### Document excerpt
Since at least October 2006, and up through r28762, "autoclose" meant
the ability of subs marked with :outer to turn into working closures
without the benefit of "newclosure".  This would happen when a closure
was invoked without an outer_ctx (normally filled in by newclosure), in
which case Closure:invoke worked backward through the call chain to find
the innermost context of the outer_sub, and installed that as the
outer_ctx.  So if you called the symbol table entry for the lexical sub
from within the :outer sub (the normal case), it would work as if the
:outer sub had done newclosure and stuffed the sub back in the
namespace.  In the case where the outer sub had never been invoked, or
wasn't in the active call chain, there is another hack to create an
uninitialized context, which is why this case typically gets "null PMC"
errors.  Either way, this implicit context capture happened only the
first time an uninitialized closure is invoked.  (chromatic says this is
documented in "the lexical spec", or at least some of it, but I can't
find it myself.)

   So you are definitely using "autoclose."  In fact, your RT#56398
ticket effectively asks to extend this feature so that it updates the
outer_ctx on *every* call, which (as implemented) breaks newclosure.

### Work required
List every distinct term or phrase that the passage on autoclose places in double quotation marks. The listing that comes next plays no part in the work on this passage.

### Given data

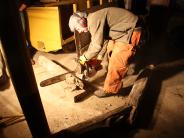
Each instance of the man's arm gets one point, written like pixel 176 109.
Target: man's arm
pixel 96 28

### Exercise solution
- autoclose
- newclosure
- null PMC
- the lexical spec